Film uncovers Shoah history in China

BY CATE MARQUIS, SPECIAL TO THE JEWISH LIGHT

Shanghai Ghetto offers a glimpse of an unlikely place where Jews found refuge from the Shoah in Europe, the Japanese-occupied city of Shanghai China.

The intriguing, well-made and researched documentary is the featured film on Sunday, Mar. 25 at 2 p.m. at the Holocaust Museum and Learning Center on the Millstone campus. The documentary is part of the museum’s free Sunday Afternoon Film Series. The film will be introduced by Shanghai ghetto survivor Rudy Oppenheim, who eventually emigrated to the U.S.

Actor Martin Landau narrates this documentary about how thousands of Jews came to Shanghai in the late 1930s. Shanghai was an international city but the Jewish refugees, and other foreigners, were confined to selected, less desirable portions of the city. While conditions were harsh and the refugees had little money, they were able to survive and even form a sort of community in the Shanghai ghetto.

The film is largely in English and features both archival footage and stills, and interviews with survivors. The film is the work of Israeli-born Amir Mann and U.S. and Israeli-raised Dana Janklowicz-Mann, who both served as producer/director on this film.

This fascinating documentary uncovers the facts about how German Jews found themselves on the other side of the world in China. Shanghai Ghetto is indeed about a Jewish ghetto in China and how that came about in the late 1930s.

In the late 1930s, most countries stopped accepting Jewish refugees from the escalating danger in Nazi Germany. As more Jewish families sought to escape Hitler’s increasingly oppressive policies, more and more countries closed their doors to them, citing economic hardship in the Great Depression. Countries that would still accept them, like the U.S., required visas and subjected them to long waiting periods. The only place that didn’t require a visa, where Jews were just free to go without waiting, was the Japanese-occupied city of Shanghai, China. The documentary’s narrative is told through letters, documents, film footage, photos and interviews with a small group of survivors and with historians. Interestingly, the filmmakers choose a group of five survivors who were children at the time, to tell individual family tales. This child’s- eye view of their world and the events there gives the film a unique emotional and personal resonance. First-hand tales like theirs are especially important to preserve, as the Shoah recedes in time.

▶ **Work item**: Write the next several sentences of the film review on Shanghai Ghetto, picking up after its final sentence.

Collected data entries:
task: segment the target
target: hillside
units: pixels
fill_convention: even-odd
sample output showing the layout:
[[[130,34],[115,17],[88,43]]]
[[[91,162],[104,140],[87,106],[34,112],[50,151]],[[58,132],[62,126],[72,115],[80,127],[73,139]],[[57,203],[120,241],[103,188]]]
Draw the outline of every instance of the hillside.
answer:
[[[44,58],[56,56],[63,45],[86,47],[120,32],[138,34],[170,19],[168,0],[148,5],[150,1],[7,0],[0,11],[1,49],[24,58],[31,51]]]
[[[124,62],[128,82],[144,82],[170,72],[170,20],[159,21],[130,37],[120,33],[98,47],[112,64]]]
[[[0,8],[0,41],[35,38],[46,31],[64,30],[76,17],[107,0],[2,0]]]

▶ **Response box**:
Kristallnacht was the event that galvanized many families to act. But money was an obstacle to flight, as the Nazis had seized Jewish bank accounts. Families were only allowed to withdraw enough to live on and no money could be taken out of the country.

Doors continued to close to other countries, until only the door to Shanghai remained open. Still, it was a hard decision to make, to travel to China and arrive there penniless. One of the ironies of the trip was that one had to book first-class passage on a luxury ocean liner to reach Shanghai, where families then went to live in a squalid slum, noted from its frequent floods and primitive sanitation. Many families who made that decision actually hoped to be able to immigrate to another country after escaping to Shanghai. The port city itself was an exotic mix, with a large European population from Russia, Britain and other European nations. It also had a reputation for crime and corruption.

Once the war started, the Jewish families in the Shanghai ghetto, who called themselves Shanghailanders, lost contact with Europe and were unaware of what was happening there. Prior to the attack on Pearl Harbor, international Jewish communities had sent the Shanghailanders aid in the form of food and medicines. Once the war began, this support was cut off and the families faced severe hardships, although, of course, they were unaware of what was happening in the death camps.

The film also has footage of the modern day Shanghai ghetto, which is little changed.

In the film, a pair of the survivors returned there to visit and remember their experiences. One aspect they recalled was how, while they were restricted to the ghetto and hunger was rampant, the unprejudiced attitudes and generosity of their equally poverty-stricken Chinese neighbors, and the kindness of the international Jewish communities, had helped them survive.

Shanghai Ghetto is an eloquent and moving piece of documentary filmmaking, a worthy addition to the Holocaust Museum and Learning Center’s Sunday afternoon film series.